---------- Texte à étudier

Un autre exemple est le plan de reconstruction des hôpitaux, actuellement mis en œuvre en Wallonie comme à Bruxelles. Il est l’opportunité pour la réduction du nombre de lits et le transfert du financement de ces lits vers d’autres types de services, ambulatoires ou intermédiaires. Ce plan pourrait également inclure le financement de l’infrastructure immobilière pour le secteur de l’ambulatoire.

7 Renforcer l’attractivité des métiers de première ligne de soins et la rétention des professionnels

La pénurie des soignants de première ligne est réelle. Il est donc temps d’agir : Transformer la formation des soignants pour plus de pluridisciplinarité, plus de lien avec les réalités de terrain et beaucoup plus axée sur l’humain (par exemple : la sélection des étudiants ne doit pas se faire uniquement au niveau scientifique ; la formation doit comprendre un tronc commun interdisciplinaire et/ou des modules interdisciplinaires). Valoriser le financement des soignants de première ligne en harmonisant l’ambulatoire et l’hospitalier. Notamment, l’ensemble de la nomenclature doit être revue et particulièrement celle de de la profession infirmière. Egalement, réduire les écarts d’honoraires entre les médecins et notamment entre les généralistes et les spécialistes. Définir les rôles et tâches de chacun, entre la première et la deuxième ligne et entre acteurs de première ligne. Notamment, la revalorisation des fonctions de la profession infirmière en soins de santé primaires ainsi qu’un nouveau partage des tâches entre les infirmiers et les généralistes en première ligne vont dans ce sens. Favoriser les pratiques de groupe telles qu’organisées dans les maisons médicales, reconnaître le travail de coordination et soutenir les professionnels avec des fonctions administratives et de coordination afin d’améliorer les conditions de travail de soignants.

8 Améliorer et étendre le financement forfaitaire

Le financement forfaitaire pour les maisons médicales a été réformé en 2013 et il correspond davantage aux besoins de la population. Cependant, celui-ci est loin d’être parfait et il est primordial de poursuivre son amélioration. De plus, des critères doivent être définis pour les acteurs bénéficiant de ce mode de financement, afin de mieux garantir l’accès et la qualité des soins pour tous dans une logique non lucrative.

Afin de rendre les soins de santé les plus accessibles possibles et d’en maîtriser les coûts, il est nécessaire d’étendre le financement forfaitaire aux autres acteurs de soins. Certaines mesures récentes vont dans ce sens. Une première étape sera d’attribuer automatiquement le Dossier Médical Global à l’ensemble de la population afin notamment de pouvoir la titulariser et d’augmenter la qualité des soins.

--------------------

Liste des tâches
**a)** Selon le texte sur les soins de première ligne, en quelle année le financement forfaitaire des maisons médicales a-t-il été réformé ?
**b)** Reproduisez mot pour mot le passage du texte à étudier compris entre « 8 Améliorer et » et « logique non lucrative. », ces deux extraits inclus.

---------- Extraits des données

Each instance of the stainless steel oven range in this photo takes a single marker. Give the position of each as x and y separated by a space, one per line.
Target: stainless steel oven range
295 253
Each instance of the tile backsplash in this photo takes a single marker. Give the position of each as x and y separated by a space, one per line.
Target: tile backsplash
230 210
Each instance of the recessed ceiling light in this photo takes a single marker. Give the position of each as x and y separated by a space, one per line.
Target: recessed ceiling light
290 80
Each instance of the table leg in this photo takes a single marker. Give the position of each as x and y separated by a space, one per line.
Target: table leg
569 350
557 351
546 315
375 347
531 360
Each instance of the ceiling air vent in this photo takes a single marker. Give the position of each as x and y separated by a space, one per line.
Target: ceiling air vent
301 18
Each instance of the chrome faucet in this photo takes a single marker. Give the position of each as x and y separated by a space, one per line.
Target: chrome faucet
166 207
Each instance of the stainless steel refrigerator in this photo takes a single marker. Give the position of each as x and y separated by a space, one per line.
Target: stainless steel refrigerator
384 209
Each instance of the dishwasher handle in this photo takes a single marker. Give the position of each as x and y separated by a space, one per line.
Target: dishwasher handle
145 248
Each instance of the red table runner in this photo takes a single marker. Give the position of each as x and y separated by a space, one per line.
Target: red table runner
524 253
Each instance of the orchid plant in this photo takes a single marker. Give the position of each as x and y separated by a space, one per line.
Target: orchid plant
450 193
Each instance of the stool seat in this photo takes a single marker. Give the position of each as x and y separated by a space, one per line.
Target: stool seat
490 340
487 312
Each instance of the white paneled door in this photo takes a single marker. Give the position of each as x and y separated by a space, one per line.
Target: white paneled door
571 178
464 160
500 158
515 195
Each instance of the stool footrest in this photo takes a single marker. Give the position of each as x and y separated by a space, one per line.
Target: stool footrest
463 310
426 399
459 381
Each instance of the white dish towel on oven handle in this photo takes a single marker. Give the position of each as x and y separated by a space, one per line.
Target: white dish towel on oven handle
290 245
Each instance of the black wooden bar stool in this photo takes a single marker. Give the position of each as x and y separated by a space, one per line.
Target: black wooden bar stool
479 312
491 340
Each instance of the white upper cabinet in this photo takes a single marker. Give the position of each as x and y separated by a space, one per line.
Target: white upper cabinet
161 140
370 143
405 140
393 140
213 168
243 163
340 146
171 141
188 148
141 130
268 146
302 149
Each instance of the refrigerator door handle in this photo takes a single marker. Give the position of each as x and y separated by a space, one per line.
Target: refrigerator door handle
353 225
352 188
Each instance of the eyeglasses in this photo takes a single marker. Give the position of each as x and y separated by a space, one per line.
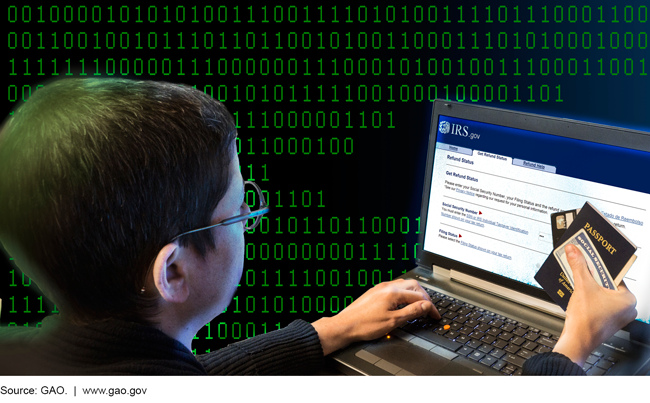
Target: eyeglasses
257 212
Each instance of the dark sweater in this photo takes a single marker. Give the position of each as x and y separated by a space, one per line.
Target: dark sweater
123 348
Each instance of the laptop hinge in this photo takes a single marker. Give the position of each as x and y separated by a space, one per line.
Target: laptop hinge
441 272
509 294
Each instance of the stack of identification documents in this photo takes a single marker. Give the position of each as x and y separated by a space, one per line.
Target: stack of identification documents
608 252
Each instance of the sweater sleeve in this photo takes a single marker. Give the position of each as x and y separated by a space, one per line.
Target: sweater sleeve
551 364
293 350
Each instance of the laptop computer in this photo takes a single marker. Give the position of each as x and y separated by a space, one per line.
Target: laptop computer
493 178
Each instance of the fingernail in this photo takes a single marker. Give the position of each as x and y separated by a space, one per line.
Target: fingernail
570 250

--------------------

Réponses aux tâches
**a)** En 2013.

**b)**
8 Améliorer et étendre le financement forfaitaire

Le financement forfaitaire pour les maisons médicales a été réformé en 2013 et il correspond davantage aux besoins de la population. Cependant, celui-ci est loin d’être parfait et il est primordial de poursuivre son amélioration. De plus, des critères doivent être définis pour les acteurs bénéficiant de ce mode de financement, afin de mieux garantir l’accès et la qualité des soins pour tous dans une logique non lucrative.